Image-grounded pointing data:
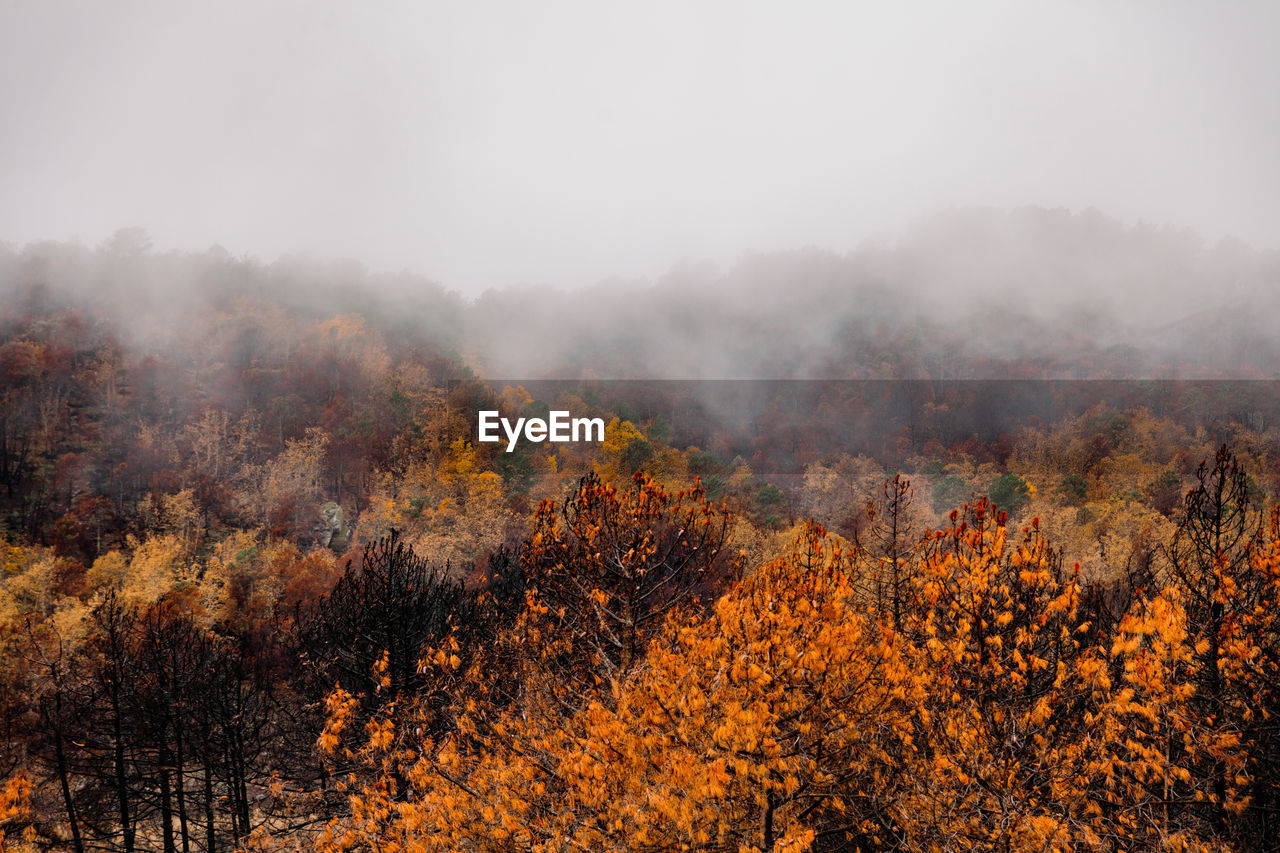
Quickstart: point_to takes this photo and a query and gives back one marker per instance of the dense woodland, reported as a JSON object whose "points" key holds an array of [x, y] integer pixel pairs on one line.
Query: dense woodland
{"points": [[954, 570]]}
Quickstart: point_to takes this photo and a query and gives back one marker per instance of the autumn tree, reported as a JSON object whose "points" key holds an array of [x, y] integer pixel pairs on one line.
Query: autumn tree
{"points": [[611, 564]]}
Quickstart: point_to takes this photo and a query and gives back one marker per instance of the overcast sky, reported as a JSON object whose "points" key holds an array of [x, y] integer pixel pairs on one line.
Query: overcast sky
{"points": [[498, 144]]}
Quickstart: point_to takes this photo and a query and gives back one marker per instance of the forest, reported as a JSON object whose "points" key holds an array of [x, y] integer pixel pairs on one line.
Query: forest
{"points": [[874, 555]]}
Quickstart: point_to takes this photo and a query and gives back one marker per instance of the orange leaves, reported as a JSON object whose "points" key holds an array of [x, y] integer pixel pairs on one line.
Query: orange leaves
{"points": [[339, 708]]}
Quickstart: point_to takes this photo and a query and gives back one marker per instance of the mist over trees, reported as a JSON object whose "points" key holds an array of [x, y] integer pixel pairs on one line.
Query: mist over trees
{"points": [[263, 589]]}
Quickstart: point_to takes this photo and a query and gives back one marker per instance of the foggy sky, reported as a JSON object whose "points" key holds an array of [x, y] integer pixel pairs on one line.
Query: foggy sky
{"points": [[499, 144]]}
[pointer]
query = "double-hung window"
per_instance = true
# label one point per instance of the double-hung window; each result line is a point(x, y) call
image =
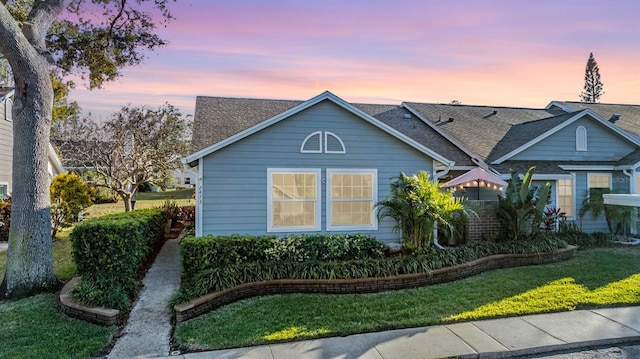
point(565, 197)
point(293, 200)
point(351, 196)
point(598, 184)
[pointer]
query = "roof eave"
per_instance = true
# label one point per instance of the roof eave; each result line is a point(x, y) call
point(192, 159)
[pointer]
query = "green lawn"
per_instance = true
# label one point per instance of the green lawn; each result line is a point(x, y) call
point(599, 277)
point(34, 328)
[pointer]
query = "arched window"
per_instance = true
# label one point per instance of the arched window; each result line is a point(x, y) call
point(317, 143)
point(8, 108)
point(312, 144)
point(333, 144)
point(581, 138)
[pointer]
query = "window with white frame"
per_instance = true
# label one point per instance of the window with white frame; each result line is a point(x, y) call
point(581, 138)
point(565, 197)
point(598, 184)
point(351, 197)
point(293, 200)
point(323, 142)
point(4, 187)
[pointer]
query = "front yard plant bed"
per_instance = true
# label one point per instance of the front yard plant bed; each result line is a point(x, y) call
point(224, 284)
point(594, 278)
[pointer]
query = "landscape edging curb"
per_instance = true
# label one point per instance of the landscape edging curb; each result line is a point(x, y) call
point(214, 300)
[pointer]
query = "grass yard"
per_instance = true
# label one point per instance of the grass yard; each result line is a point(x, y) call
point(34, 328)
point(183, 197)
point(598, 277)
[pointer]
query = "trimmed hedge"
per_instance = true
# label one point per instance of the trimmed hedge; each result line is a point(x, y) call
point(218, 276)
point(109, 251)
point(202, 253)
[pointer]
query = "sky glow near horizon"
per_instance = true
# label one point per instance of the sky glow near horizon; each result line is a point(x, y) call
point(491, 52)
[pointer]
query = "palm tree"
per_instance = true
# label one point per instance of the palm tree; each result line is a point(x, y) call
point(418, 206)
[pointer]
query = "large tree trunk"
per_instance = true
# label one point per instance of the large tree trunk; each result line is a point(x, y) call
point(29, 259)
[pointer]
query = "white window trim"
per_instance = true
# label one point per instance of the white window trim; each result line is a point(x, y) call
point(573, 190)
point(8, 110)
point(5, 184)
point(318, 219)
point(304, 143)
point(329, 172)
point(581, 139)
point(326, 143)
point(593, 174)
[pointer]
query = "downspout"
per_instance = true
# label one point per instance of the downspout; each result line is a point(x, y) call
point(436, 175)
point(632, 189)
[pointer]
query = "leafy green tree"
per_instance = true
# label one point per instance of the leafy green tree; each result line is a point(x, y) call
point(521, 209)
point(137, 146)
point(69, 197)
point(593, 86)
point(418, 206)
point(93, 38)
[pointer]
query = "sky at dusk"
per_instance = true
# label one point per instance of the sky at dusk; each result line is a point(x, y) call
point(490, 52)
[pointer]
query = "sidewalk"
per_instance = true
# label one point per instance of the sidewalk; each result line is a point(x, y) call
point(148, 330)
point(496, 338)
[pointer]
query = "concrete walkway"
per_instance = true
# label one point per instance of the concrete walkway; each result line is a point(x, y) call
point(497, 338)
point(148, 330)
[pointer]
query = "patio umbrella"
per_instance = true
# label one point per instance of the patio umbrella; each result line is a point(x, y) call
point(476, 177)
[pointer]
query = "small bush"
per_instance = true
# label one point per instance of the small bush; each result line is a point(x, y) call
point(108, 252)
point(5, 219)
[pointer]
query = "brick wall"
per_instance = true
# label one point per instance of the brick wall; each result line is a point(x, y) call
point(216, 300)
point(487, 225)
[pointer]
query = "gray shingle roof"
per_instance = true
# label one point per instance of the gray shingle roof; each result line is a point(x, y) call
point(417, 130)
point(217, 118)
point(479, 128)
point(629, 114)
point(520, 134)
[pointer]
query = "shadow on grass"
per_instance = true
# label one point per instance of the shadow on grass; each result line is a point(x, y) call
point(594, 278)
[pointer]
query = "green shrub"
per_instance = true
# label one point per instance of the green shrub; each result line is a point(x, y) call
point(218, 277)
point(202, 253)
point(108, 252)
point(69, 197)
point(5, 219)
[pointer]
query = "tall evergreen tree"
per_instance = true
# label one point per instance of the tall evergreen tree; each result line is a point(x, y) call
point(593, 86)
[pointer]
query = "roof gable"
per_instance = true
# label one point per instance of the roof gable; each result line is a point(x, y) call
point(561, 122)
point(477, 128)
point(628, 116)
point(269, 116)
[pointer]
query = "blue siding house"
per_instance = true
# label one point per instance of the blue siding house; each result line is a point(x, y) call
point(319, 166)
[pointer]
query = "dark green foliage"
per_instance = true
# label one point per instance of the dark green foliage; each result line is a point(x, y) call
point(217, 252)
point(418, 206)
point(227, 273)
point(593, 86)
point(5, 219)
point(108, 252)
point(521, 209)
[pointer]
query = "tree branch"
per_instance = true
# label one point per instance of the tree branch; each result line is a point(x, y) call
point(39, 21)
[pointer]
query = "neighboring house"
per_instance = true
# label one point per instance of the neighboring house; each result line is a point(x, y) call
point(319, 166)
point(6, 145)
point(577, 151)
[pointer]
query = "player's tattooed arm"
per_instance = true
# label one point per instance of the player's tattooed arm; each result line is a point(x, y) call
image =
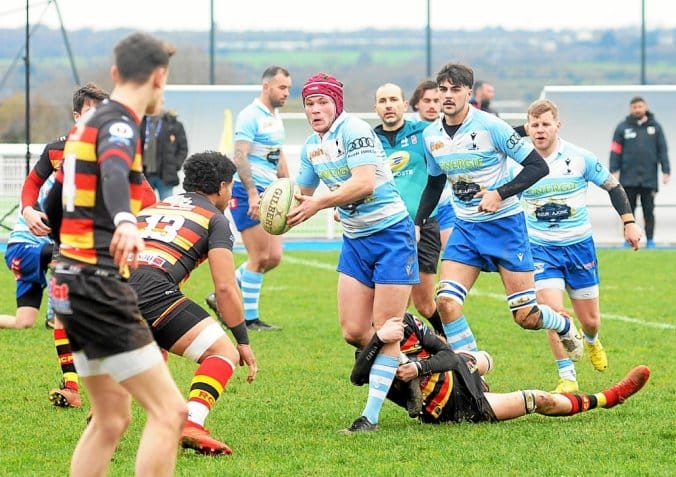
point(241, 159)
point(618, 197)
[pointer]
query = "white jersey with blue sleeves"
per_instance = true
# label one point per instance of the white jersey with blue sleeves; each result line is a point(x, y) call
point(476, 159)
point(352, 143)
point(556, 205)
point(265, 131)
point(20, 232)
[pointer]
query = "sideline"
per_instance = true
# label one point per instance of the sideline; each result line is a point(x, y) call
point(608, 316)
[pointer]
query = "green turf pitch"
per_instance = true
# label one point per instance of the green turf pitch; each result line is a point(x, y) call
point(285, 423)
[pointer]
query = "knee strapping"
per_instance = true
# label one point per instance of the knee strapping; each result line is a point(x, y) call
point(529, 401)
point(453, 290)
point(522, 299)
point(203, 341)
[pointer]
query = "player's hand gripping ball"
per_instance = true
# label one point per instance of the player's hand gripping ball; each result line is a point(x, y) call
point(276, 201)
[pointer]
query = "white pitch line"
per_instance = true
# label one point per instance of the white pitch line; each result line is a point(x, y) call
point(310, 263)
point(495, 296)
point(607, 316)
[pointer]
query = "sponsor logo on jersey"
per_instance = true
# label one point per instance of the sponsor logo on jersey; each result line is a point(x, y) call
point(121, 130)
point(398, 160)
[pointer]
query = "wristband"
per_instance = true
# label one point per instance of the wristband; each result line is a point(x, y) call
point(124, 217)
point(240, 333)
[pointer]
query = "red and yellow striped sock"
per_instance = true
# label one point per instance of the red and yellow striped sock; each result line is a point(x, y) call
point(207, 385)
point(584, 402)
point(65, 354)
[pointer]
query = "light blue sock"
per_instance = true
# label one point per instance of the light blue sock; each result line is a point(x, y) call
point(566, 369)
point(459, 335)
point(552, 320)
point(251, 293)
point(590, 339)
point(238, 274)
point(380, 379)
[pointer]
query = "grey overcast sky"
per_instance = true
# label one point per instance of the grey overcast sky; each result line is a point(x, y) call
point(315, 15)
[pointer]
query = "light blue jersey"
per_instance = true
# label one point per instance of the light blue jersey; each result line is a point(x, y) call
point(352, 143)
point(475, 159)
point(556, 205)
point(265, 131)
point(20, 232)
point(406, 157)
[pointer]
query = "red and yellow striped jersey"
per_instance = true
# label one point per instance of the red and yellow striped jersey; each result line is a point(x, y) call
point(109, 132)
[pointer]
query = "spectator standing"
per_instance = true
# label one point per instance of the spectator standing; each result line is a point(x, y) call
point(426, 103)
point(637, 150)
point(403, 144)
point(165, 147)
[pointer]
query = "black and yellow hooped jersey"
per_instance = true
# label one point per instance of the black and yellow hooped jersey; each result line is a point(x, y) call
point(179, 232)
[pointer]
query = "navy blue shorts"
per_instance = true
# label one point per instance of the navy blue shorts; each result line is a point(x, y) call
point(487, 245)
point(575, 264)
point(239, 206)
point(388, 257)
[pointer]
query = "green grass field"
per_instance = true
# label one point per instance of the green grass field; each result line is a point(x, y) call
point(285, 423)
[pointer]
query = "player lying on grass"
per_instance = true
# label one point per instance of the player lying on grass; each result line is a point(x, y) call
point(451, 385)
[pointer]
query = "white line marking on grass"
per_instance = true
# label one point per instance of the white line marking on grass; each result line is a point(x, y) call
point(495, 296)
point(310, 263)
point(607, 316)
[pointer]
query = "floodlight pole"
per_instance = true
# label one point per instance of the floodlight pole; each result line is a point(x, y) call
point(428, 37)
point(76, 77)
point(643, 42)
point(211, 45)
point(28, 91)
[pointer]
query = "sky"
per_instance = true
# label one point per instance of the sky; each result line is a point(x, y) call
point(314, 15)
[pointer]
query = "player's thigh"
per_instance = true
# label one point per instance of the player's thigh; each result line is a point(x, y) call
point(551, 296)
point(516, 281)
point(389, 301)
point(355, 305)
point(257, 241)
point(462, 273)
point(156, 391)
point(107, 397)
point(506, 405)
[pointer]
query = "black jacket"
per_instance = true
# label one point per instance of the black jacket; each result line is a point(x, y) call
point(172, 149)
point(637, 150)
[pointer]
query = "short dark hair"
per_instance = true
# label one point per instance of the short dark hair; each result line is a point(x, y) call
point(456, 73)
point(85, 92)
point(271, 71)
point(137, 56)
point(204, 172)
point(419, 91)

**Work required**
Count the lines in the preceding entries that contain the string "double", and state only the resulting number.

**Solution below**
2